>> start Items

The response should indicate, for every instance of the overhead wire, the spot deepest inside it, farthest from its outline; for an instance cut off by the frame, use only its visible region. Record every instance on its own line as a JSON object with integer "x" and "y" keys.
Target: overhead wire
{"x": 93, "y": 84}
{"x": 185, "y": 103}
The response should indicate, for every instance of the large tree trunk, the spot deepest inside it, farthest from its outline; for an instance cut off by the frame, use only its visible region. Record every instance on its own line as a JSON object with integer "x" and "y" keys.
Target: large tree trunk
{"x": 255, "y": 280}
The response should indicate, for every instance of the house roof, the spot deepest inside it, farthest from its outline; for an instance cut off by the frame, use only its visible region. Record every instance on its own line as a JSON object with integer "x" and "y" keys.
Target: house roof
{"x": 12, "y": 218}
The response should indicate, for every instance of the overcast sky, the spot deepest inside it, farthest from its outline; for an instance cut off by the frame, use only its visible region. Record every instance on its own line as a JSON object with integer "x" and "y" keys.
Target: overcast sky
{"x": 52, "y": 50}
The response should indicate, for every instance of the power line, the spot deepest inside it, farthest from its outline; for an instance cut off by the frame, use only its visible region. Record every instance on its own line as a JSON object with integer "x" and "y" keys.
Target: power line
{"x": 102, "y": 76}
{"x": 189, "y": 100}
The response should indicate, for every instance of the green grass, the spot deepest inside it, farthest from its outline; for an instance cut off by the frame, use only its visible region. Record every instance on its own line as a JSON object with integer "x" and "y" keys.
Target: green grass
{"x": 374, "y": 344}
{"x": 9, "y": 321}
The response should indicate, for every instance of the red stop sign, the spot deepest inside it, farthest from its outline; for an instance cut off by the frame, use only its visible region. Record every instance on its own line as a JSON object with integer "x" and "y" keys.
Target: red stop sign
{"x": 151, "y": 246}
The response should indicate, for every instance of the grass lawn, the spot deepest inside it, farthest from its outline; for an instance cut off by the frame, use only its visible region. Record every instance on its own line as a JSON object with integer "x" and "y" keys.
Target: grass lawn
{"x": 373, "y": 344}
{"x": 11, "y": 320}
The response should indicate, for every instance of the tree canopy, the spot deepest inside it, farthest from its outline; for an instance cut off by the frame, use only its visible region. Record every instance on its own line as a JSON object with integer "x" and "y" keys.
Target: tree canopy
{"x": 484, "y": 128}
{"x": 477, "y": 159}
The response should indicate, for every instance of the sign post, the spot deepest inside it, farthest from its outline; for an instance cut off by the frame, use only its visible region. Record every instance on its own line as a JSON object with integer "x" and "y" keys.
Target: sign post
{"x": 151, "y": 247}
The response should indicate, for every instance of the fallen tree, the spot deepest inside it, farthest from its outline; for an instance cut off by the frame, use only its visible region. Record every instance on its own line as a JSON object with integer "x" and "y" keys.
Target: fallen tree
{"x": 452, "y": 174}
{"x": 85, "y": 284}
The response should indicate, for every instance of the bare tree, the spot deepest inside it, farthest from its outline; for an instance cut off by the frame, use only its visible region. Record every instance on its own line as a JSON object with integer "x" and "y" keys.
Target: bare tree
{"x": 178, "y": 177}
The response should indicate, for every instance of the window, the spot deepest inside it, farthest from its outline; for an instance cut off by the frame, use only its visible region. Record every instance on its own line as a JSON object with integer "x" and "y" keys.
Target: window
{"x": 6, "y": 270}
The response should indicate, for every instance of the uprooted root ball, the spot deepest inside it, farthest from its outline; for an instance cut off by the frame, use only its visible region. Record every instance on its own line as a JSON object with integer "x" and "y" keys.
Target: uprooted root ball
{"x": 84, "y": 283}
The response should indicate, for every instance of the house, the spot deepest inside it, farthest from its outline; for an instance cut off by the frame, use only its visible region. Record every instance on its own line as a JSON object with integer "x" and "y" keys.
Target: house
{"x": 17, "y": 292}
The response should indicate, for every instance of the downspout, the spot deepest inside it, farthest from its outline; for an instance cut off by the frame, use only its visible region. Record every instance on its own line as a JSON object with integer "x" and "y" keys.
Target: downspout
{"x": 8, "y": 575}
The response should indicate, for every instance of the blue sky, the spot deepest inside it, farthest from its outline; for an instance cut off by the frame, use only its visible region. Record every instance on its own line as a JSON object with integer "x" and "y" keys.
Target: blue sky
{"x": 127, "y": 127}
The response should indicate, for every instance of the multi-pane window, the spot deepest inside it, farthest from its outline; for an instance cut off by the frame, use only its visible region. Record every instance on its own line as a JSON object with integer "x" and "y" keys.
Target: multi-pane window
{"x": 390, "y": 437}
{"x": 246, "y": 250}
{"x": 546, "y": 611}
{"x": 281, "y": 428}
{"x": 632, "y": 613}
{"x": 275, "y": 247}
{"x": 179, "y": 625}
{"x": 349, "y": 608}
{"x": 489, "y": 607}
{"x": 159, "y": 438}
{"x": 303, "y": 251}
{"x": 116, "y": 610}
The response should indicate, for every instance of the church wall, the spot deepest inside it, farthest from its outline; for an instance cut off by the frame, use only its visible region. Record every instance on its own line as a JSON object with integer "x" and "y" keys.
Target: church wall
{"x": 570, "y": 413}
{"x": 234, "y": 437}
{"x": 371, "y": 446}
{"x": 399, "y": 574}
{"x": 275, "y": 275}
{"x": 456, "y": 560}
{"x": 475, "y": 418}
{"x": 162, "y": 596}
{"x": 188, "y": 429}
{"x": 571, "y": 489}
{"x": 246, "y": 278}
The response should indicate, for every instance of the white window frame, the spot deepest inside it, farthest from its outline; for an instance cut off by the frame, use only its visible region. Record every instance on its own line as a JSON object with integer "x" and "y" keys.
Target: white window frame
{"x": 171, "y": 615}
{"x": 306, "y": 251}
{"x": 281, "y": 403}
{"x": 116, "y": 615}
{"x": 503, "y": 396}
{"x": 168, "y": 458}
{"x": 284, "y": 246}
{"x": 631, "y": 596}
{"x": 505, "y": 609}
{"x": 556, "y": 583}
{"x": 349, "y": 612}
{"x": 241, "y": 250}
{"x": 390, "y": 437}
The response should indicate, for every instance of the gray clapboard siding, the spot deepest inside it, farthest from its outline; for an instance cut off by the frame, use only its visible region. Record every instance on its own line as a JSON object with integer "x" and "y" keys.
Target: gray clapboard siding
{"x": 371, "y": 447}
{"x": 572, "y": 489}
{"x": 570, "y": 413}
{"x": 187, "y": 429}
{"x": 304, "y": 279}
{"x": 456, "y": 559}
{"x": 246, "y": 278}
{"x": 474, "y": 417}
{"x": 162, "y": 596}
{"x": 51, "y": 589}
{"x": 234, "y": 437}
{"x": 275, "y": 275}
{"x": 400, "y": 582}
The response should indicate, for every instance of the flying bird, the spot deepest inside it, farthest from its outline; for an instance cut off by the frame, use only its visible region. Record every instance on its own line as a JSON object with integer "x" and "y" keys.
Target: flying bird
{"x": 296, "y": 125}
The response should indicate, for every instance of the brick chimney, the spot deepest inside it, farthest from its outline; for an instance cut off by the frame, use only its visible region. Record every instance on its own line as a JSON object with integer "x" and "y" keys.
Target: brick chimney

>> end Items

Problem details
Produce a verbatim transcription of the entries above.

Full answer
The response should indicate, for every instance of the overhead wire, the spot deepest inside it, farthest from its outline; for an instance cut off by the frame, use only its visible region. Record every instance on its own line as a JSON object with integer "x" and "y" keys.
Target: overhead wire
{"x": 93, "y": 84}
{"x": 185, "y": 103}
The response should indicate, for every instance of the large tree trunk, the spot deepest inside it, farthest from its outline; for an instance cut off by the frame, use only its visible region. Record every instance on its own line as a JSON object with integer "x" and "y" keys.
Target: large tree trunk
{"x": 255, "y": 280}
The response should indicate, for every instance of the house roof, the spot deepest inside it, farthest from its outline; for an instance cut off by the frame, use only its visible region. Record every instance on its own line as a JSON object with integer "x" and "y" keys.
Target: house roof
{"x": 12, "y": 218}
The response should indicate, for every instance of the overcast sky, the spot deepest inside it, farthest from its outline; for an instance cut off by the frame, use only its visible region. Record every instance on its own line as a JSON object with integer "x" and "y" keys.
Target: overcast sky
{"x": 52, "y": 50}
The response should indicate, for every instance of the power line, the spot deepest inside it, farthest from its outline; for an instance cut off by the frame, use only its visible region. Record every instance on its own line as a JSON object with integer "x" and "y" keys.
Target: power line
{"x": 102, "y": 76}
{"x": 189, "y": 100}
The response should indicate, for every instance of the green grass, the spot deepest inside it, farthest from its outline; for an instance cut off by the frame, use only its visible region. Record every instance on its own line as a JSON object with integer "x" and "y" keys.
Target: green grass
{"x": 374, "y": 344}
{"x": 9, "y": 321}
The response should indicate, for every instance of the red stop sign, the spot deepest inside it, farthest from its outline; for an instance cut off by the frame, use only its visible region. Record every instance on its own line as a JSON object with integer "x" and "y" keys.
Target: red stop sign
{"x": 151, "y": 246}
The response should indicate, for every instance of the grass lawn, the spot deepest inside it, farthest from its outline; for an instance cut off by the frame, use only its visible region. Record every instance on its own line as a JSON object with integer "x" and "y" keys.
Target: grass lawn
{"x": 373, "y": 344}
{"x": 11, "y": 320}
The response should indicate, for every instance of the tree canopy, the spot deepest inside it, farthest from its outline; for an instance cut off by the frame, use only its visible region. Record every instance on its own line as a JSON object with integer "x" and "y" keys.
Target: tree canopy
{"x": 484, "y": 128}
{"x": 477, "y": 159}
The response should indicate, for every instance of the sign post, the spot deepest inside it, farthest from its outline; for an instance cut off by the frame, use only its visible region. Record every instance on its own line as a JSON object with integer "x" and "y" keys.
Target: sign post
{"x": 151, "y": 247}
The response should indicate, for every instance of the fallen tree, the spot deepest inside it, farthest from its outline; for an instance cut off by the frame, use only its visible region. Record every instance on its own line as a JSON object with integer "x" and "y" keys.
Target: fallen tree
{"x": 452, "y": 174}
{"x": 85, "y": 284}
The response should indicate, for every instance of the bare tree, the spot deepest inside it, farthest from its outline; for an instance cut off by the frame, use only its visible region. Record every instance on its own line as a JSON object with integer "x" and "y" keys.
Target: bare tree
{"x": 178, "y": 177}
The response should indicate, for every instance of the window, the spot deepest inside it, farthest from its outline; for an instance cut off by the frame, use only its visible region. Record every instance on its own line as a JSON object with integer "x" and "y" keys.
Target: window
{"x": 6, "y": 270}
The response should indicate, for every instance of the uprooted root ball, the spot deepest inside it, farthest from its outline; for an instance cut off by the frame, use only its visible region. Record every instance on its own line as a JSON object with integer "x" and "y" keys.
Target: uprooted root ball
{"x": 84, "y": 283}
The response should indicate, for every instance of the house, the spot deepest inside it, farthest from its outline; for an instance cut off by the frame, use only its visible region. Record every instance on its own line as a JSON object with integer "x" and "y" keys.
Target: house
{"x": 17, "y": 292}
The response should indicate, for every instance of the downspout, the spot deepest inside it, farthest from its outline; for an instance cut off by the frame, use only its visible region. Record every instance on its own line as a JSON object with integer "x" and "y" keys.
Target: downspout
{"x": 8, "y": 575}
The response should indicate, for every instance of the blue sky, the spot deepest inside it, farthest from its outline; for an instance cut off by the frame, use only its visible region. Record every instance on its own line as a JSON object with integer "x" and "y" keys.
Target: blue sky
{"x": 127, "y": 127}
The response should indicate, for every instance of the multi-pane window, the spot deepest inside it, farthest from its outline; for an instance cut off by the frame, use only its visible region. Record every instance on its own line as a JSON object with integer "x" and "y" keys.
Target: multi-pane window
{"x": 390, "y": 437}
{"x": 246, "y": 250}
{"x": 546, "y": 611}
{"x": 281, "y": 428}
{"x": 632, "y": 613}
{"x": 275, "y": 247}
{"x": 179, "y": 625}
{"x": 349, "y": 608}
{"x": 489, "y": 607}
{"x": 159, "y": 438}
{"x": 303, "y": 251}
{"x": 116, "y": 610}
The response should indicate, for every instance of the church wall, the spot deepest inside it, farthest from its outline; for an instance cut off by the frame, use only its visible region. Record every instance on its own line as a JSON object with integer "x" and "y" keys.
Target: church wall
{"x": 570, "y": 413}
{"x": 234, "y": 437}
{"x": 371, "y": 446}
{"x": 399, "y": 574}
{"x": 275, "y": 275}
{"x": 456, "y": 560}
{"x": 475, "y": 418}
{"x": 162, "y": 596}
{"x": 188, "y": 429}
{"x": 571, "y": 489}
{"x": 246, "y": 278}
The response should indicate, for every instance of the white window frame, the spot deepest inside it, farthest from its outline; for an instance cut off by the frame, use only its visible region. Record every instance on its own line as a JSON object with integer "x" and "y" keys.
Target: white window frame
{"x": 171, "y": 615}
{"x": 306, "y": 251}
{"x": 281, "y": 403}
{"x": 116, "y": 615}
{"x": 503, "y": 396}
{"x": 168, "y": 458}
{"x": 284, "y": 246}
{"x": 631, "y": 596}
{"x": 505, "y": 609}
{"x": 556, "y": 583}
{"x": 349, "y": 612}
{"x": 241, "y": 250}
{"x": 390, "y": 437}
The response should indicate, for every instance of the gray clapboard siding, the spot deepest inside it, farthest from its outline; for an instance cut off by the frame, use only its visible region. Record every instance on its own line as a JSON object with integer "x" and "y" keys.
Target: gray clapboard siding
{"x": 371, "y": 447}
{"x": 572, "y": 489}
{"x": 570, "y": 413}
{"x": 187, "y": 429}
{"x": 304, "y": 279}
{"x": 456, "y": 559}
{"x": 246, "y": 278}
{"x": 474, "y": 417}
{"x": 162, "y": 596}
{"x": 51, "y": 589}
{"x": 234, "y": 437}
{"x": 275, "y": 275}
{"x": 400, "y": 582}
The response should indicate, for every instance of the flying bird, the spot deepest inside it, farthest from its outline; for an instance cut off by the frame, use only its visible region. Record every instance on its own line as a JSON object with integer "x" and "y" keys.
Target: flying bird
{"x": 296, "y": 125}
The response should indicate, for every instance of the brick chimney, the spot deepest inside it, farthest from its outline; for an instance cut off by the frame, use only its visible region. Record every instance on its own line as a JSON object with integer "x" and "y" keys.
Target: brick chimney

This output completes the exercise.